What you are asked to do
The post on self-referential lists below says the list needs flattening but writes a generator instead. Explain that choice.

Begin Excerpted passage

Fun with self-referential lists

Fun tricky things you can do after appending a list to itself.

Ah, the self-referential list:

a = [1, 2]
a.append(a)

a[-1]  # => [1, 2, [...]]

The last item of a is a reference to a, so a[-1] is a and a[-1][-1] is a, etc., etc.:

a[-1]              # => [1, 2, [...]]
a[-1][-1]          # => [1, 2, [...]]
a[-1][-1][-1]      # => [1, 2, [...]]
a[-1][-1][-1][-1]  # => [1, 2, [...]]

Of course, you should never actually do this in real life but it's fun to think of different ways to use a circular list. Especially because programming circular things can be pretty annoying.

  • We don't want a[-1] to be [1, 2, [...]]
  • We want it to point to a[0] (which evaluates to 1)

What we really want to do is to create a sort-of linked list by somehow appending a reference to the beginning of a... but we're lazy.

We need some way to flatten the list. Except we can't flatten the list because the list has an infinite amount of lists in it.

Instead, we'll write a generator that takes a self-referential list and behaves like a circular linked list:

def circular_generator(infinite_list):
    for x in infinite_list:
        if isinstance(x, list):
            yield from circular_generator(x)
        yield x
>>> g = next_item(a)
>>> next(g)
1
>>> next(g)
2
>>> next(g)

End Excerpted passage
Begin Entries supplied

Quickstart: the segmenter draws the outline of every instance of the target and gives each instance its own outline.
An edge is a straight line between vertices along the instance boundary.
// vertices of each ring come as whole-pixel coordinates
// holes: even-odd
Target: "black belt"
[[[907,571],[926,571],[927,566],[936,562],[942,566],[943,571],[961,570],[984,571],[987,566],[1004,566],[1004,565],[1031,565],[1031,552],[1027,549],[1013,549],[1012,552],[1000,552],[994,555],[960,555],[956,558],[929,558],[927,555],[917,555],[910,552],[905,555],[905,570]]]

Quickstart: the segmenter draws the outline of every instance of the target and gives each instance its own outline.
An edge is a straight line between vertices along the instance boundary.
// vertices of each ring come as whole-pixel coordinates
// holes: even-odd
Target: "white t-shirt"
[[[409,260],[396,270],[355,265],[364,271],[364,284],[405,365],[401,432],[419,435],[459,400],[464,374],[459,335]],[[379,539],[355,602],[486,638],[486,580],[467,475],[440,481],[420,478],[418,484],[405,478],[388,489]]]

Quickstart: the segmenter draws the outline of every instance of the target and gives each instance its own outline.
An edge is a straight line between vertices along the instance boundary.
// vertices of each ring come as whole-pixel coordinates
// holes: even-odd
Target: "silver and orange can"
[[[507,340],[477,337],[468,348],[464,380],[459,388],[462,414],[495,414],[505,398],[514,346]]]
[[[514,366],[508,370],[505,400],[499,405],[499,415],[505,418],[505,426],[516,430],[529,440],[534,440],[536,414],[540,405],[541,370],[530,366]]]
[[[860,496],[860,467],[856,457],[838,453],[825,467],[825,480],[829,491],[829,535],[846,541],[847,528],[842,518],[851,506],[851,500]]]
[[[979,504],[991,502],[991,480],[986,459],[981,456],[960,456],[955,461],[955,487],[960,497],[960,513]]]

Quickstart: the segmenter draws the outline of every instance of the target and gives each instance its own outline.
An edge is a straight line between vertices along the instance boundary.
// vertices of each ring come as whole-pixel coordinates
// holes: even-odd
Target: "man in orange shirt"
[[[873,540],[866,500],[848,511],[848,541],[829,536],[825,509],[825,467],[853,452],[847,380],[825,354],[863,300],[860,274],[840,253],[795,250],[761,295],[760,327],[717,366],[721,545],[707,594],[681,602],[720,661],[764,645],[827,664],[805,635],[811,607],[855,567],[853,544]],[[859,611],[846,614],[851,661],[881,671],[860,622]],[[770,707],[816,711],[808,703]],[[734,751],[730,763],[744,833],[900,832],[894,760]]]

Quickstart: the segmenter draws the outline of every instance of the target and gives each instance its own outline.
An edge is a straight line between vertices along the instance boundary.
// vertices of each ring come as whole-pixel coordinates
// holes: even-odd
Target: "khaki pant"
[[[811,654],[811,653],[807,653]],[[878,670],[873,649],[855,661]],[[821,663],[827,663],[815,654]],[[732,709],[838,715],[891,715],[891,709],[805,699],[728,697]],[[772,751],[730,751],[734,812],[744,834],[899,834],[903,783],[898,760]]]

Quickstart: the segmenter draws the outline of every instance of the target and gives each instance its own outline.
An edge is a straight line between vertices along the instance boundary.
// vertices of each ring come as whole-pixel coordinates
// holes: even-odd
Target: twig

End Entries supplied

Answer in full
The list can't be flattened because it holds an infinite number of lists: its last item is a reference to the list itself. So the post writes a generator that takes the self-referential list and behaves like a circular linked list.